*Exercise aim*.
The answer must consist of every line from the data that holds the string "winding".

*Extracted data*.
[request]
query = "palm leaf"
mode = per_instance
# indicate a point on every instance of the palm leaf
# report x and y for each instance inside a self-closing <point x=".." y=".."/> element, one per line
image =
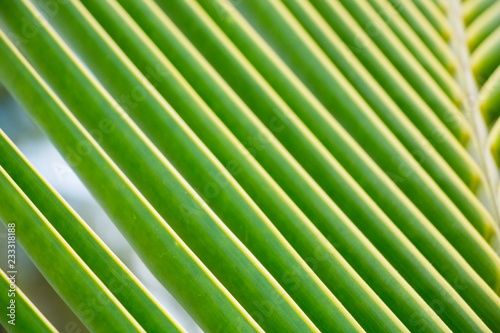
<point x="284" y="165"/>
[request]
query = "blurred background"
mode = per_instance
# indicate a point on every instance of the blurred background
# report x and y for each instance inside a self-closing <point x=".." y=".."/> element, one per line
<point x="46" y="159"/>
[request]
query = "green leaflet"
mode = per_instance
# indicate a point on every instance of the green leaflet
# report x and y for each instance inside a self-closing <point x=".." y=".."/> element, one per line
<point x="107" y="267"/>
<point x="381" y="102"/>
<point x="169" y="258"/>
<point x="286" y="165"/>
<point x="168" y="49"/>
<point x="28" y="318"/>
<point x="473" y="8"/>
<point x="441" y="94"/>
<point x="351" y="109"/>
<point x="480" y="29"/>
<point x="189" y="156"/>
<point x="437" y="18"/>
<point x="485" y="59"/>
<point x="440" y="70"/>
<point x="61" y="266"/>
<point x="425" y="31"/>
<point x="223" y="65"/>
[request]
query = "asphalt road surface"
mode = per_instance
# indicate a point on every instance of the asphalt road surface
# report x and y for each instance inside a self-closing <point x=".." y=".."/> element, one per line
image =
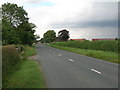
<point x="63" y="69"/>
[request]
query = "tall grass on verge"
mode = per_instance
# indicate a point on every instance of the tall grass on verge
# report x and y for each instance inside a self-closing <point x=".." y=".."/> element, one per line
<point x="107" y="45"/>
<point x="10" y="61"/>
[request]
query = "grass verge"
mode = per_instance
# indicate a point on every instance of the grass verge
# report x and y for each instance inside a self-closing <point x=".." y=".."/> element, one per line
<point x="103" y="55"/>
<point x="29" y="74"/>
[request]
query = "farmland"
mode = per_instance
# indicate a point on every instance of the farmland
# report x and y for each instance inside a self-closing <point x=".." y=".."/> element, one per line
<point x="104" y="50"/>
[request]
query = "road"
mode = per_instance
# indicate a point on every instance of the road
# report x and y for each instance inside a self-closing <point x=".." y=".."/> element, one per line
<point x="63" y="69"/>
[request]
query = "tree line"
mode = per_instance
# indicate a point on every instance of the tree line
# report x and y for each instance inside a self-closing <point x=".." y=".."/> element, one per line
<point x="16" y="28"/>
<point x="50" y="36"/>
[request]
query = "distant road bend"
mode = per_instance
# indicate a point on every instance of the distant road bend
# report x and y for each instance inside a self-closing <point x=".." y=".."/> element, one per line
<point x="63" y="69"/>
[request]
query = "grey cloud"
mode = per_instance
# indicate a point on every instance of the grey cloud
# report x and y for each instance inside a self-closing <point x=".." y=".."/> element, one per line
<point x="109" y="23"/>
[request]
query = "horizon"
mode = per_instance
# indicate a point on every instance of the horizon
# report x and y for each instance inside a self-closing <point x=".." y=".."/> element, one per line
<point x="82" y="19"/>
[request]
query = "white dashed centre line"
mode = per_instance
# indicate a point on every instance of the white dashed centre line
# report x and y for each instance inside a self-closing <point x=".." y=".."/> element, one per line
<point x="71" y="60"/>
<point x="96" y="71"/>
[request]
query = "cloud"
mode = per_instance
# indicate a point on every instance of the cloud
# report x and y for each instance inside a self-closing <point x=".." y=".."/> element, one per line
<point x="71" y="14"/>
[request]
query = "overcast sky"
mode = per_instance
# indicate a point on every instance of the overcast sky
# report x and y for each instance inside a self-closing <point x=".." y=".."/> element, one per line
<point x="83" y="19"/>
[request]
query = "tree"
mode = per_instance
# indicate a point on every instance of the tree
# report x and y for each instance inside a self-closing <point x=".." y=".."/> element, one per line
<point x="63" y="35"/>
<point x="49" y="36"/>
<point x="15" y="25"/>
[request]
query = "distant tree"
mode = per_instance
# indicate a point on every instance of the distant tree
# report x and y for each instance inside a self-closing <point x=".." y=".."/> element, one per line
<point x="49" y="36"/>
<point x="16" y="28"/>
<point x="63" y="35"/>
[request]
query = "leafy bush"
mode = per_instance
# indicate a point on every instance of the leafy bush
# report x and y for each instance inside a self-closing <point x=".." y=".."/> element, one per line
<point x="10" y="60"/>
<point x="108" y="45"/>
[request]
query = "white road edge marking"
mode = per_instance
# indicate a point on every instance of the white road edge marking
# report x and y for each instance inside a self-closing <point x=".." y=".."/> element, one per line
<point x="96" y="71"/>
<point x="71" y="60"/>
<point x="60" y="55"/>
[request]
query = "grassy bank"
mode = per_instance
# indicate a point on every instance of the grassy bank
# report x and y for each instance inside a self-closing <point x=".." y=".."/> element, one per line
<point x="103" y="55"/>
<point x="29" y="74"/>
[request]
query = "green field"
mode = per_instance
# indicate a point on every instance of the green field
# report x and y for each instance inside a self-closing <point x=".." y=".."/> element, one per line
<point x="28" y="74"/>
<point x="103" y="55"/>
<point x="107" y="45"/>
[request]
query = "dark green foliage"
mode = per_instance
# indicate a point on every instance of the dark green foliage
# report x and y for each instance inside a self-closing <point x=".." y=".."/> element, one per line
<point x="109" y="45"/>
<point x="49" y="36"/>
<point x="16" y="28"/>
<point x="10" y="60"/>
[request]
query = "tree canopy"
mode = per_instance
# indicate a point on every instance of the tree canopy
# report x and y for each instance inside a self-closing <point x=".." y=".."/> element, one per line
<point x="63" y="35"/>
<point x="49" y="36"/>
<point x="16" y="28"/>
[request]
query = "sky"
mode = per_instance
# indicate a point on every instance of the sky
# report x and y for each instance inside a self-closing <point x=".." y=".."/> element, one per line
<point x="82" y="18"/>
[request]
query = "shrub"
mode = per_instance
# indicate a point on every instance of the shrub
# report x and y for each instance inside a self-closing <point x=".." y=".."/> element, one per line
<point x="10" y="60"/>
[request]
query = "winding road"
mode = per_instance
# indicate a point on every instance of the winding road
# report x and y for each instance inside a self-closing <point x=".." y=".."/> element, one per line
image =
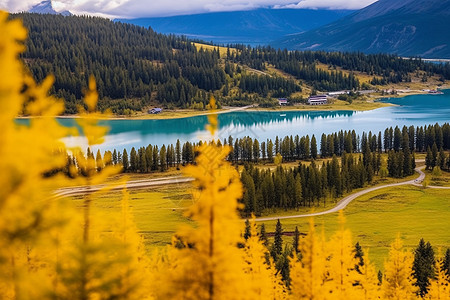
<point x="145" y="183"/>
<point x="346" y="201"/>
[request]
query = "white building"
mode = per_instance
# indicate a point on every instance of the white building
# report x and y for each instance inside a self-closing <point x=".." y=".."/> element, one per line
<point x="318" y="100"/>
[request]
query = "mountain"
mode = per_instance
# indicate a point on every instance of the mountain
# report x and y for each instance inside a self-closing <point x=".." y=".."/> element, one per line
<point x="403" y="27"/>
<point x="253" y="27"/>
<point x="46" y="7"/>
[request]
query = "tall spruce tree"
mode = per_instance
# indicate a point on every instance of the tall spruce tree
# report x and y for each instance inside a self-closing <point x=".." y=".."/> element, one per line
<point x="277" y="247"/>
<point x="423" y="266"/>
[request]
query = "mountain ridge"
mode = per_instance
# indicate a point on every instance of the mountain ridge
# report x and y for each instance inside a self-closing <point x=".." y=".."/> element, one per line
<point x="46" y="7"/>
<point x="406" y="28"/>
<point x="254" y="27"/>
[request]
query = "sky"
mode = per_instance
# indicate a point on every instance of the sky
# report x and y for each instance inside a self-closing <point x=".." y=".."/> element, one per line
<point x="160" y="8"/>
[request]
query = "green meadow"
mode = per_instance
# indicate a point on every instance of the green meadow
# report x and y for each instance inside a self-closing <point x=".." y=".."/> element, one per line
<point x="374" y="219"/>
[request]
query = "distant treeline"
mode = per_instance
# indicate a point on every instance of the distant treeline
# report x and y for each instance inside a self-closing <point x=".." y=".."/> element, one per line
<point x="398" y="143"/>
<point x="306" y="184"/>
<point x="136" y="67"/>
<point x="424" y="268"/>
<point x="385" y="68"/>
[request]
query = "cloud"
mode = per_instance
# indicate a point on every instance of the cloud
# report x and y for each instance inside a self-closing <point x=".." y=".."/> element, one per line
<point x="153" y="8"/>
<point x="329" y="4"/>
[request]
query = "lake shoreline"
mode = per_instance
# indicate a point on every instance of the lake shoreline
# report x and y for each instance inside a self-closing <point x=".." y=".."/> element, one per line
<point x="187" y="113"/>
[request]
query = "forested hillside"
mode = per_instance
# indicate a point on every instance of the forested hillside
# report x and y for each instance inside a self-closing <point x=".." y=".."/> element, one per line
<point x="137" y="67"/>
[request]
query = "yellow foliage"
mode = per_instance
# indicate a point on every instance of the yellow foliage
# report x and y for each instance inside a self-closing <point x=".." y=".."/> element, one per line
<point x="49" y="249"/>
<point x="397" y="280"/>
<point x="263" y="282"/>
<point x="309" y="274"/>
<point x="368" y="288"/>
<point x="210" y="265"/>
<point x="26" y="153"/>
<point x="342" y="274"/>
<point x="440" y="286"/>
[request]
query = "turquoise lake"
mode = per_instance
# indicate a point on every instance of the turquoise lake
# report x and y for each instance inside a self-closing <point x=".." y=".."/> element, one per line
<point x="417" y="110"/>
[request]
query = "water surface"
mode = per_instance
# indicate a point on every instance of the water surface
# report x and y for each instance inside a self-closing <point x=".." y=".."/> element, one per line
<point x="417" y="110"/>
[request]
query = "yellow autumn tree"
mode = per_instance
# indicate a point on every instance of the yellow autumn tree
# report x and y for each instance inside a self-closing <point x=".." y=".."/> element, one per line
<point x="99" y="264"/>
<point x="397" y="279"/>
<point x="342" y="275"/>
<point x="263" y="282"/>
<point x="308" y="274"/>
<point x="368" y="287"/>
<point x="440" y="286"/>
<point x="26" y="153"/>
<point x="210" y="265"/>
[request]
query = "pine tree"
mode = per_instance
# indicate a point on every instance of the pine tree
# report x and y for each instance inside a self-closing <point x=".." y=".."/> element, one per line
<point x="398" y="282"/>
<point x="359" y="256"/>
<point x="309" y="274"/>
<point x="247" y="232"/>
<point x="264" y="283"/>
<point x="133" y="160"/>
<point x="125" y="162"/>
<point x="439" y="287"/>
<point x="313" y="147"/>
<point x="277" y="246"/>
<point x="423" y="266"/>
<point x="342" y="275"/>
<point x="446" y="263"/>
<point x="296" y="240"/>
<point x="263" y="236"/>
<point x="213" y="267"/>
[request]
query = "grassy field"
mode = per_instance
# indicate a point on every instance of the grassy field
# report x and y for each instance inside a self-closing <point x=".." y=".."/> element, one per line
<point x="158" y="212"/>
<point x="438" y="180"/>
<point x="357" y="105"/>
<point x="376" y="218"/>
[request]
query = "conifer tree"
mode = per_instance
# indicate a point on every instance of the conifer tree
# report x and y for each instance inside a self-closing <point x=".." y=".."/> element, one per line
<point x="212" y="268"/>
<point x="296" y="240"/>
<point x="439" y="287"/>
<point x="277" y="247"/>
<point x="263" y="235"/>
<point x="446" y="263"/>
<point x="264" y="281"/>
<point x="359" y="256"/>
<point x="342" y="275"/>
<point x="125" y="162"/>
<point x="398" y="282"/>
<point x="423" y="266"/>
<point x="309" y="274"/>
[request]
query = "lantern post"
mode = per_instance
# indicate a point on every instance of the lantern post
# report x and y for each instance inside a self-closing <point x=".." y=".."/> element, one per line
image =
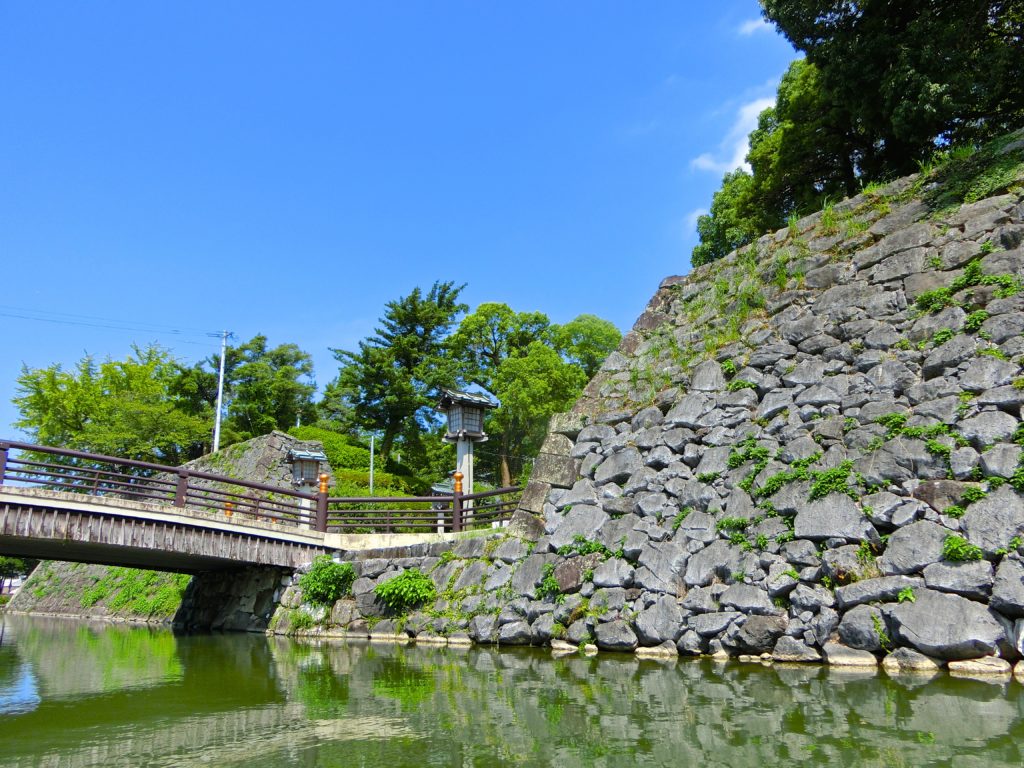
<point x="465" y="428"/>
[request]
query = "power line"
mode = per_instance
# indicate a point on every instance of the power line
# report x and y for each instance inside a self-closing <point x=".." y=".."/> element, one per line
<point x="86" y="321"/>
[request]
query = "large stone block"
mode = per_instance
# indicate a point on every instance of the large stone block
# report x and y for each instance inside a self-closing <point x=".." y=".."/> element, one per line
<point x="947" y="626"/>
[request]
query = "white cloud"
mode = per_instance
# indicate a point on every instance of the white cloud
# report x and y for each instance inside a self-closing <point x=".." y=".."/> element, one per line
<point x="752" y="27"/>
<point x="732" y="151"/>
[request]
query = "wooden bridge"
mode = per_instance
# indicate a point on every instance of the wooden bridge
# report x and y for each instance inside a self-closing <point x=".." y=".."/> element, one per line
<point x="69" y="505"/>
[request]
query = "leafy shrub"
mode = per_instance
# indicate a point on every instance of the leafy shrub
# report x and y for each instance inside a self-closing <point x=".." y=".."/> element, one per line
<point x="974" y="321"/>
<point x="410" y="589"/>
<point x="583" y="546"/>
<point x="549" y="585"/>
<point x="957" y="549"/>
<point x="732" y="523"/>
<point x="327" y="581"/>
<point x="973" y="495"/>
<point x="833" y="481"/>
<point x="341" y="454"/>
<point x="678" y="519"/>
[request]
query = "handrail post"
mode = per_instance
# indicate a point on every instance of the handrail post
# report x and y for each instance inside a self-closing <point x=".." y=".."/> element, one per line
<point x="457" y="504"/>
<point x="181" y="488"/>
<point x="321" y="523"/>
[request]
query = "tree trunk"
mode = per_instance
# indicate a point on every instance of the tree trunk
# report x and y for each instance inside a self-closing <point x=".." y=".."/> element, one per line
<point x="506" y="474"/>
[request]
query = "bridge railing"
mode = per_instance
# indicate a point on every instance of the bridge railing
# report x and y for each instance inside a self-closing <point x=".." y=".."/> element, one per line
<point x="421" y="513"/>
<point x="26" y="465"/>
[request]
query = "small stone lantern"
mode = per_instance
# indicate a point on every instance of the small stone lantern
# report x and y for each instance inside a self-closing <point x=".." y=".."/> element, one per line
<point x="465" y="427"/>
<point x="305" y="467"/>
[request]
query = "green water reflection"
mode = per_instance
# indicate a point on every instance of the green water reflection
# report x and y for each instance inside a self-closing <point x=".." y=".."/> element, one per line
<point x="74" y="694"/>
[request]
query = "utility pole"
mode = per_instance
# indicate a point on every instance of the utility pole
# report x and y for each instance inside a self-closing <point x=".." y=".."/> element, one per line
<point x="372" y="437"/>
<point x="220" y="390"/>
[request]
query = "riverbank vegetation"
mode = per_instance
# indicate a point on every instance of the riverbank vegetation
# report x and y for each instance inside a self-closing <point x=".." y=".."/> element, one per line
<point x="152" y="407"/>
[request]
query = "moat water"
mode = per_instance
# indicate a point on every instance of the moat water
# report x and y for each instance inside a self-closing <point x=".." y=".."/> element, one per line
<point x="84" y="694"/>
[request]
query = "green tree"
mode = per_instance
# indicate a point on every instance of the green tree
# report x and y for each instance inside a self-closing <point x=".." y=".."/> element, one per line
<point x="729" y="224"/>
<point x="802" y="153"/>
<point x="913" y="73"/>
<point x="264" y="388"/>
<point x="390" y="382"/>
<point x="493" y="334"/>
<point x="586" y="341"/>
<point x="119" y="408"/>
<point x="531" y="387"/>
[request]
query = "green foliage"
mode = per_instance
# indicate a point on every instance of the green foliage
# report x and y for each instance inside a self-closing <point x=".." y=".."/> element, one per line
<point x="933" y="301"/>
<point x="389" y="382"/>
<point x="957" y="549"/>
<point x="548" y="588"/>
<point x="865" y="554"/>
<point x="975" y="321"/>
<point x="680" y="516"/>
<point x="327" y="581"/>
<point x="973" y="495"/>
<point x="534" y="368"/>
<point x="942" y="336"/>
<point x="586" y="341"/>
<point x="583" y="546"/>
<point x="340" y="451"/>
<point x="884" y="640"/>
<point x="732" y="523"/>
<point x="136" y="592"/>
<point x="883" y="88"/>
<point x="410" y="589"/>
<point x="12" y="566"/>
<point x="1017" y="479"/>
<point x="835" y="480"/>
<point x="124" y="408"/>
<point x="909" y="74"/>
<point x="531" y="387"/>
<point x="747" y="451"/>
<point x="731" y="221"/>
<point x="892" y="422"/>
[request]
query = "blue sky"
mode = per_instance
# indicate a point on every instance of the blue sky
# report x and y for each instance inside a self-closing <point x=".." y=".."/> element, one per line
<point x="175" y="169"/>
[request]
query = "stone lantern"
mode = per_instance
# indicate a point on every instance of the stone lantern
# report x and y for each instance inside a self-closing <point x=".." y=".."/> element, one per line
<point x="305" y="467"/>
<point x="465" y="427"/>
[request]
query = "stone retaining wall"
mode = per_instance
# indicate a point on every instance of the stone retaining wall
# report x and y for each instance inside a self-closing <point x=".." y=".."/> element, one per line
<point x="785" y="458"/>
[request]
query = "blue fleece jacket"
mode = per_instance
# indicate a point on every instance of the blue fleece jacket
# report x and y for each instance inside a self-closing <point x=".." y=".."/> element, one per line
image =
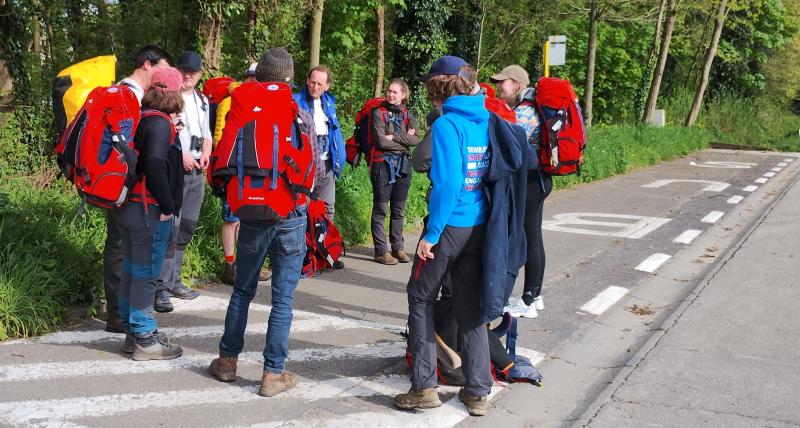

*Exercise output*.
query = "winding road"
# indicate a point on every instance of the winding road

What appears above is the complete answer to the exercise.